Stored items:
━━━━

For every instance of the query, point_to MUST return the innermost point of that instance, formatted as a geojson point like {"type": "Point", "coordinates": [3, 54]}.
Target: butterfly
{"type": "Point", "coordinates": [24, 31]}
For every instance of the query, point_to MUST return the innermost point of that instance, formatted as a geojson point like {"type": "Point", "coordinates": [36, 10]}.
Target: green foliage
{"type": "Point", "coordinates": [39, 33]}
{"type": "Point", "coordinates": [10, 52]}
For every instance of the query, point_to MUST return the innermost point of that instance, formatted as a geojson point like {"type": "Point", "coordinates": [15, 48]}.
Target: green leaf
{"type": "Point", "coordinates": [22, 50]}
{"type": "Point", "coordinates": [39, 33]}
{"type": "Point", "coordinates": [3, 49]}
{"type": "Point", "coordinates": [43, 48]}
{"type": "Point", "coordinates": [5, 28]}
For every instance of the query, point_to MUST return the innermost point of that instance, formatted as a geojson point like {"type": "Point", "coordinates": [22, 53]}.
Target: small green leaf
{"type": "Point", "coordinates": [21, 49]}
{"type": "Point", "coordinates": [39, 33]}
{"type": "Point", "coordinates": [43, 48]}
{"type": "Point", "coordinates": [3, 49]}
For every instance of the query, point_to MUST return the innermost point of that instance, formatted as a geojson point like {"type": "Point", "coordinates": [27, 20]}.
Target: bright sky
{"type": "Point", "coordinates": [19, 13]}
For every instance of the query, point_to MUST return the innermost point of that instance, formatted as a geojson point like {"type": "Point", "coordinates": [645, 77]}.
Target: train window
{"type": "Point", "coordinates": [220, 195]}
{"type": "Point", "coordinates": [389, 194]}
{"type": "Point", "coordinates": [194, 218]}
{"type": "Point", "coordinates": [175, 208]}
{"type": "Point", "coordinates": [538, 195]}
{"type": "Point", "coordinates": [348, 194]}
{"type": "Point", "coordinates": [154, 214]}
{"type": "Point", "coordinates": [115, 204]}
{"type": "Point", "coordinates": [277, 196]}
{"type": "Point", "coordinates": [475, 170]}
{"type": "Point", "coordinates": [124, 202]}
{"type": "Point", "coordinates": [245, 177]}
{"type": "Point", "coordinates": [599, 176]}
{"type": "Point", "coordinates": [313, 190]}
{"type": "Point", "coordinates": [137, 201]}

━━━━

#### Requirement
Repeat the entries above exactly, leaving nothing out.

#### Result
For every instance of the query, point_to MUST return the innermost point of that instance, formatted as a geojson point like {"type": "Point", "coordinates": [3, 54]}.
Target: butterfly
{"type": "Point", "coordinates": [24, 31]}
For every instance of the query, point_to MUST return the innermost point of that instance, formatted as a geojson point like {"type": "Point", "coordinates": [36, 10]}.
Target: green foliage
{"type": "Point", "coordinates": [39, 33]}
{"type": "Point", "coordinates": [10, 52]}
For every instance of the query, point_to MUST return the innermost point of that instance, formatted as a geojson point like {"type": "Point", "coordinates": [15, 48]}.
Target: green leaf
{"type": "Point", "coordinates": [22, 50]}
{"type": "Point", "coordinates": [39, 33]}
{"type": "Point", "coordinates": [3, 49]}
{"type": "Point", "coordinates": [43, 48]}
{"type": "Point", "coordinates": [5, 28]}
For every instance of the query, point_to MUST return the innermost point of that instance, formatted as a geojson point like {"type": "Point", "coordinates": [22, 53]}.
Target: small green leaf
{"type": "Point", "coordinates": [21, 49]}
{"type": "Point", "coordinates": [39, 33]}
{"type": "Point", "coordinates": [43, 48]}
{"type": "Point", "coordinates": [3, 49]}
For every instance of the query, point_to MUST return the innermost point of that instance, formatted as a geojson point like {"type": "Point", "coordinates": [27, 20]}.
Target: bright sky
{"type": "Point", "coordinates": [19, 13]}
For every instance of the query, point_to MUST return the innermost point of that instance, formatted as a geojson point like {"type": "Point", "coordinates": [645, 77]}.
Target: train window
{"type": "Point", "coordinates": [220, 195]}
{"type": "Point", "coordinates": [389, 194]}
{"type": "Point", "coordinates": [194, 218]}
{"type": "Point", "coordinates": [175, 208]}
{"type": "Point", "coordinates": [538, 195]}
{"type": "Point", "coordinates": [348, 194]}
{"type": "Point", "coordinates": [154, 214]}
{"type": "Point", "coordinates": [115, 204]}
{"type": "Point", "coordinates": [277, 196]}
{"type": "Point", "coordinates": [475, 170]}
{"type": "Point", "coordinates": [124, 202]}
{"type": "Point", "coordinates": [245, 177]}
{"type": "Point", "coordinates": [599, 176]}
{"type": "Point", "coordinates": [313, 190]}
{"type": "Point", "coordinates": [137, 201]}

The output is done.